ENTRIES SHOWN:

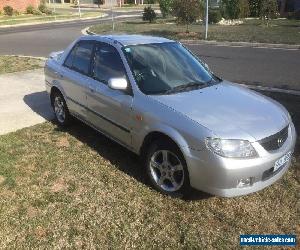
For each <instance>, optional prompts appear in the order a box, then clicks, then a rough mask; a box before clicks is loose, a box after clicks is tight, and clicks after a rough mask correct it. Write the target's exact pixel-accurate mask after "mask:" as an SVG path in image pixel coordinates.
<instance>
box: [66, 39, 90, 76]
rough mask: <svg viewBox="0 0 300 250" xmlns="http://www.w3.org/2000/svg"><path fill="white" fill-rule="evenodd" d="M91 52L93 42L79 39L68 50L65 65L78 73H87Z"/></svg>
mask: <svg viewBox="0 0 300 250" xmlns="http://www.w3.org/2000/svg"><path fill="white" fill-rule="evenodd" d="M92 53H93V42H91V41H80V42H79V43H78V44H77V45H76V46H75V47H74V48H73V49H72V51H71V52H70V54H69V56H68V57H67V60H66V61H65V64H64V65H65V66H66V67H69V68H71V69H73V70H75V71H78V72H79V73H82V74H85V75H88V74H89V71H90V64H91V56H92Z"/></svg>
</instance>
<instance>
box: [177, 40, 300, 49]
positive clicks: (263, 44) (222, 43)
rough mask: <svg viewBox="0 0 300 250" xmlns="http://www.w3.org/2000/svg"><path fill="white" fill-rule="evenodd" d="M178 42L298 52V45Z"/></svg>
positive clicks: (299, 48) (262, 43)
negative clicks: (295, 50)
mask: <svg viewBox="0 0 300 250" xmlns="http://www.w3.org/2000/svg"><path fill="white" fill-rule="evenodd" d="M180 42H182V43H185V44H187V45H214V46H227V47H250V48H266V49H289V50H300V44H295V45H293V44H279V43H278V44H273V43H256V42H253V43H250V42H228V41H224V42H218V41H207V40H184V39H183V40H180Z"/></svg>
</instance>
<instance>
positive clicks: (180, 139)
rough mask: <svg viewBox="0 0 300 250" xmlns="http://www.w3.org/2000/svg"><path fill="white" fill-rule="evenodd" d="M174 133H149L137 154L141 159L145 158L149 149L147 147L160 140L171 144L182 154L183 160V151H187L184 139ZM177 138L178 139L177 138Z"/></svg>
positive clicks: (152, 131) (186, 147) (184, 156)
mask: <svg viewBox="0 0 300 250" xmlns="http://www.w3.org/2000/svg"><path fill="white" fill-rule="evenodd" d="M175 134H176V133H173V134H171V133H166V132H163V131H159V130H155V131H151V132H149V133H148V134H147V135H146V136H145V137H144V140H143V142H142V145H141V147H140V150H139V154H140V156H141V157H142V158H144V157H145V155H146V152H147V149H148V148H149V146H150V145H151V144H152V143H153V142H154V141H156V140H158V139H162V140H167V141H169V142H171V143H173V144H174V145H175V146H176V147H177V148H178V150H179V151H180V152H181V153H182V156H183V158H184V159H185V158H186V157H185V154H184V153H185V150H186V149H187V147H186V146H187V144H186V142H185V141H184V139H183V138H182V137H181V136H180V135H179V134H178V135H175ZM178 137H179V138H178Z"/></svg>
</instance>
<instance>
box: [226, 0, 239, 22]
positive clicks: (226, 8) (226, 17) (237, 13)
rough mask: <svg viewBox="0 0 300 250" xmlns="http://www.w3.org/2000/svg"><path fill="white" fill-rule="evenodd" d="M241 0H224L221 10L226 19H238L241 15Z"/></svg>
mask: <svg viewBox="0 0 300 250" xmlns="http://www.w3.org/2000/svg"><path fill="white" fill-rule="evenodd" d="M239 3H240V0H222V2H221V10H222V15H223V17H224V18H225V19H237V18H239V17H240V7H239Z"/></svg>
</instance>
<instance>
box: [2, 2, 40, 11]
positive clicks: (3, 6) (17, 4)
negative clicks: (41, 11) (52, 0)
mask: <svg viewBox="0 0 300 250" xmlns="http://www.w3.org/2000/svg"><path fill="white" fill-rule="evenodd" d="M39 2H40V0H0V10H2V9H3V7H4V6H7V5H9V6H11V7H13V8H14V9H15V10H18V11H24V10H25V9H26V7H27V6H28V5H32V6H34V7H37V6H38V5H39Z"/></svg>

THE TASK: Please recast every line of the listing above as a Markdown table with columns named Row and Line, numbering rows in order, skipping blank lines, and omitting the picture lines.

RESULT OF THE EXERCISE:
| Row | Line |
|---|---|
| 1 | For each <instance>, optional prompts appear in the order a box, then clicks, then a rough mask; a box before clicks is loose, a box after clicks is tight, and clicks after a rough mask correct it. Write the target's exact pixel-accurate mask after "mask:" as an SVG path in image pixel coordinates. |
| 2 | <instance> |
| 3 | box: [66, 39, 90, 76] |
| 4 | rough mask: <svg viewBox="0 0 300 250" xmlns="http://www.w3.org/2000/svg"><path fill="white" fill-rule="evenodd" d="M91 52L93 42L79 39L68 50L65 65L78 73H87Z"/></svg> |
| 5 | mask: <svg viewBox="0 0 300 250" xmlns="http://www.w3.org/2000/svg"><path fill="white" fill-rule="evenodd" d="M92 53H93V42H91V41H80V42H79V43H78V44H77V45H76V46H75V47H74V48H73V49H72V51H71V52H70V54H69V56H68V57H67V60H66V61H65V64H64V65H65V66H66V67H69V68H71V69H73V70H75V71H78V72H79V73H82V74H85V75H88V74H89V71H90V64H91V56H92Z"/></svg> |
| 6 | </instance> |
| 7 | <instance> |
| 8 | box: [177, 40, 300, 49] |
| 9 | positive clicks: (263, 44) (222, 43) |
| 10 | rough mask: <svg viewBox="0 0 300 250" xmlns="http://www.w3.org/2000/svg"><path fill="white" fill-rule="evenodd" d="M178 42L298 52V45Z"/></svg> |
| 11 | positive clicks: (299, 48) (262, 43) |
| 12 | negative clicks: (295, 50) |
| 13 | mask: <svg viewBox="0 0 300 250" xmlns="http://www.w3.org/2000/svg"><path fill="white" fill-rule="evenodd" d="M180 42H182V43H185V44H187V45H214V46H227V47H250V48H266V49H289V50H300V44H295V45H293V44H279V43H278V44H273V43H256V42H253V43H250V42H228V41H224V42H218V41H207V40H184V39H183V40H180Z"/></svg> |
| 14 | </instance> |
| 15 | <instance> |
| 16 | positive clicks: (180, 139) |
| 17 | rough mask: <svg viewBox="0 0 300 250" xmlns="http://www.w3.org/2000/svg"><path fill="white" fill-rule="evenodd" d="M174 133H149L137 154L141 159L145 158L149 149L147 147L160 140L171 144L182 154L183 160V151H187L184 139ZM177 138L178 139L177 138Z"/></svg> |
| 18 | positive clicks: (152, 131) (186, 147) (184, 156) |
| 19 | mask: <svg viewBox="0 0 300 250" xmlns="http://www.w3.org/2000/svg"><path fill="white" fill-rule="evenodd" d="M175 134H176V133H173V134H171V133H166V132H163V131H159V130H155V131H151V132H149V133H148V134H147V135H146V136H145V137H144V140H143V142H142V145H141V147H140V150H139V154H140V156H141V157H142V158H144V157H145V155H146V152H147V149H148V148H149V146H150V145H151V144H152V143H153V142H154V141H156V140H158V139H162V140H167V141H169V142H171V143H173V144H174V145H175V146H176V147H177V148H178V150H179V151H180V152H181V153H182V156H183V158H184V159H185V158H186V157H185V154H184V153H185V150H186V149H187V147H186V146H187V144H186V142H185V141H184V139H183V138H182V137H181V136H180V135H179V134H178V135H175ZM178 137H179V138H178Z"/></svg> |
| 20 | </instance> |
| 21 | <instance> |
| 22 | box: [226, 0, 239, 22] |
| 23 | positive clicks: (226, 8) (226, 17) (237, 13) |
| 24 | rough mask: <svg viewBox="0 0 300 250" xmlns="http://www.w3.org/2000/svg"><path fill="white" fill-rule="evenodd" d="M241 0H224L221 10L226 19H238L241 15Z"/></svg> |
| 25 | mask: <svg viewBox="0 0 300 250" xmlns="http://www.w3.org/2000/svg"><path fill="white" fill-rule="evenodd" d="M239 3H240V0H222V2H221V10H222V15H223V17H224V18H225V19H237V18H239V17H240V7H239Z"/></svg> |
| 26 | </instance> |
| 27 | <instance> |
| 28 | box: [2, 2, 40, 11] |
| 29 | positive clicks: (3, 6) (17, 4) |
| 30 | negative clicks: (41, 11) (52, 0) |
| 31 | mask: <svg viewBox="0 0 300 250" xmlns="http://www.w3.org/2000/svg"><path fill="white" fill-rule="evenodd" d="M39 2H40V0H0V10H2V9H3V7H4V6H7V5H9V6H11V7H13V8H14V9H15V10H18V11H24V10H25V9H26V7H27V6H28V5H32V6H34V7H37V6H38V5H39Z"/></svg> |